Görev A:
Ruh çağırma konulu makaleye göre aşağıdaki soruları yanıtlayın:
(i) Şeyh Hasan Eyyub bu görüşlerine hangi eserinde yer veriyor?
(ii) Hasan Eyyub'a göre ruh çağırma ayinlerinde meydana gelen olaylar kimlerin eseridir?
(iii) Cinlerin ömrünün neye ulaştığı söyleniyor?
Görev B: Ruh çağırma ve cinler üzerine olan makaleyi bittiği noktadan itibaren sürdürün.

Makale:
_ _ _

Nebiler ve resullere ait olmayan gayb işine masumiyet veren kişi küfre girmiştir. Ruh çağırma olayından şer’i bir hüküm çıkarmaya yeltenen kişi de küfre girer. Şurası açıktır ki, ruh çağırma olaylarında meydana gelen şeyler, alışılagelmişin dışında bir şeylerin var olduğunu isbat ediyor. Öyle ise onun sağlıklı açıklaması nasıl olacaktır?
Şeyh Hasan Eyyub 'Ma'a Resulullah ve Kütübihi ve'l-Yevmu'l-Ahır" adlı eserinde şu görüşlerine yer veriyor:
"Ruh çağırma ayinlerinde meydana gelen olayların şu şekilde bir açıklaması yapılabilir: Onlar cin ve şeytanların eseridir. İnsan ruhlarının bu durumla bir ilgilerinin bulunamayacağını ifade etmemiz gerekiyor. Bu şekilde düşünenlerin kalbi rahat olur ve gönlü huzur bulur."
Hasan Eyyub şöyle devam etmektedir:
"Bir cinninin, diri bir şahsı veya ölümünden sonra ölmüş bir kişiyi taklid etmesi mümkündür. Zira cinlerin ömrü yüzlerce yıla ulaşmaktadır. Nitekim bu husus bazı hadis ve eserlerde sabittir. Ayrıca bir insanın, bir cinniyi başka bir insanın dili ile konuşturması da mümkündür. Bir cinninin bir kalemi hareket ettirmesi, veya kalem aracılığıyla resim çizmesi ve bu konuda duyduğumuz diğer şeyleri yapması da mümkündür. Geçmişte olduğu gibi bu gibi şeyler halen de olmaktadır. Bu konuyu derinlemesine inceleyenler, şüphe duyulmayacak garaib şeyleri bulacaklardır."

_ _ _

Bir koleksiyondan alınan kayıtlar
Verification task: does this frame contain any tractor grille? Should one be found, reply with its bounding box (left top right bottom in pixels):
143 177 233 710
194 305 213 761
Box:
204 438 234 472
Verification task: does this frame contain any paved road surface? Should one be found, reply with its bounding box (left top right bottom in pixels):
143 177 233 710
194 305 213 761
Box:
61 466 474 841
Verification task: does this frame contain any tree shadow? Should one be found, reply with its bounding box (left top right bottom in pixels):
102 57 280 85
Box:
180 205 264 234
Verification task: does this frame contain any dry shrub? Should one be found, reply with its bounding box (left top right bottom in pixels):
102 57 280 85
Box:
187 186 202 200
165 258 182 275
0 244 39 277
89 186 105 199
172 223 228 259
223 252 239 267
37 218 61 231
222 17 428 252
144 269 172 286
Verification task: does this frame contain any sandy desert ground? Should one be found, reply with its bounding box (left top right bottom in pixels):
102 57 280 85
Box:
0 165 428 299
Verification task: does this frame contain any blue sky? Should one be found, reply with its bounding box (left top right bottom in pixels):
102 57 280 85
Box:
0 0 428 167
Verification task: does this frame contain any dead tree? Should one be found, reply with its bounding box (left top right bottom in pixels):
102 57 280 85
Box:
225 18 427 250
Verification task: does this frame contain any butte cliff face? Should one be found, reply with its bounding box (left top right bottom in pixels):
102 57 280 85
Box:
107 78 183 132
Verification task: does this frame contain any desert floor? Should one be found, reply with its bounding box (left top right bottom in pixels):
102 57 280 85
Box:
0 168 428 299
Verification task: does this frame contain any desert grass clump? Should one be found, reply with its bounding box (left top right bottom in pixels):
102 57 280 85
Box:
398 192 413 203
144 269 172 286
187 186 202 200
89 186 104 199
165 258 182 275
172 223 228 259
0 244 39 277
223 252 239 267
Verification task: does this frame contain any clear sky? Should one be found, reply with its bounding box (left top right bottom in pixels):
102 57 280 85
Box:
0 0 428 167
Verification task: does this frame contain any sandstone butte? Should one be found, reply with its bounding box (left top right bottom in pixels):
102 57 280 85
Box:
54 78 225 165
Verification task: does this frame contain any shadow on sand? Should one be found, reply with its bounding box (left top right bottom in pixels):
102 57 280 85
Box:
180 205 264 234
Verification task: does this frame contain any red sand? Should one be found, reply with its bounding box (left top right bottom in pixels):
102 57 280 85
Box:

_ _ _

Doğru Yanıt A:
(i) "Ma'a Resulullah ve Kütübihi ve'l-Yevmu'l-Ahır" adlı eserinde.
(ii) Cin ve şeytanların eseridir.
(iii) Yüzlerce yıla ulaşmaktadır.

Doğru Yanıt B:
Şeyh Said Ramazan el-Buti, 'Kübra'l-Yakiniyyat' adlı eserinde ruh çağırma ile ilgili olarak şunları söylemektedir:
"İnsanlar arasında kötü niyetli, yalancı ve başkasının aklıyla oynamayı meslek haline getiren kişiler olduğu gibi, cinlerden de bu yapıda olanlar vardır. Seni çağıranın, bir selenin dibinde sorduğun sorulara cevap yazanın azgın bir şeytan olmadığını, kafanı ve dini düşünceni kurcalamak, seni aldatarak eğlenmek ve sana yalan haber vermekten zevk alan biri olmadığını nereden bilebilirsin?
Pek çok aklını oynatan, sapıklığa ve hurafelere dalan insanların; kendilerini peygamberler veya ulu kişiler olduklarını iddia etmelerindeki hamakatın başlıca sebepleri, o şeytanların telkinlerinden kaynaklanmaktadır. Bu şeytanlar, onların gönüllerinin derinliklerinde bazı telkinler oluşturarak, ya da kulaklarına fısıldıyarak Allah'ın sevgili kulları ve şerefli mahlukları olduklarını telkin ederler. Allah'ın kendilerinden teklifleri ikram olarak düşündüğünü okumağa başlar, damarlarındaki gururu kabartır, boş olan kafalarını aldatıcı şeylerle doldurur ve sonra da onlara omuz bükmeye başlar..."
Cinler Kimlerdir?
Cinler,155 insanlar gibi, akıl ve irade sahibi mükellef ruhani varlıklardır, Yalnız insanlar gibi maddi vücutları yoktur. Beşerin duyularından gizlidirler. Gerçek biçimleri ve esas tabiatlarıyla görülmezler. Değişik şekillere girme gücüne sahiptirler.
Cinleri Tanımanın Yolu
Cinler alemini tanımaya bizi götüren yol, sadece vahiydir. I^uran ve sahih sünnet; bize cinlerin hangi maddeden yaratıldıklarını, sınıflarını, her sınıfın mahiyetini, (dini konularda) mükellef olup Resulullah (s.a.v.)’den Kur’an dinlediklerini bildirmektedir.
Cinler, Hangi Maddeden Yaratılmışlardır?
Yüce Allah cinlerin hangi maddeden yaratıldıkları konusunda şöyle buyurmaktadır.
“Andolsun biz insanı, (pişmiş) “kuru bir çamur”dan, şekillenmiş “kara balçıktan” yarattık. Cinleri de, ‘daha önce’, “dumansız ateşten” (=semûm) yarattık.”156 Ayetler şu hususlara delalet etmektedir:
1. İnsan başlangıçta topraktan yaratıldı. Sonra suda yoğruldu ve çamur oldu. Sonra kokuşup kararıncaya kadar bekledi. Bu kokuşmuş ve rengi değişmiş çamur kurudu ve dokunulunca çınlayan bir madde haline geldi.
2. Cinler, “dumansız ateşten” yaratıldılar. Çünkü ayette geçen “Semûm” sözü, ateşin saf alevidir.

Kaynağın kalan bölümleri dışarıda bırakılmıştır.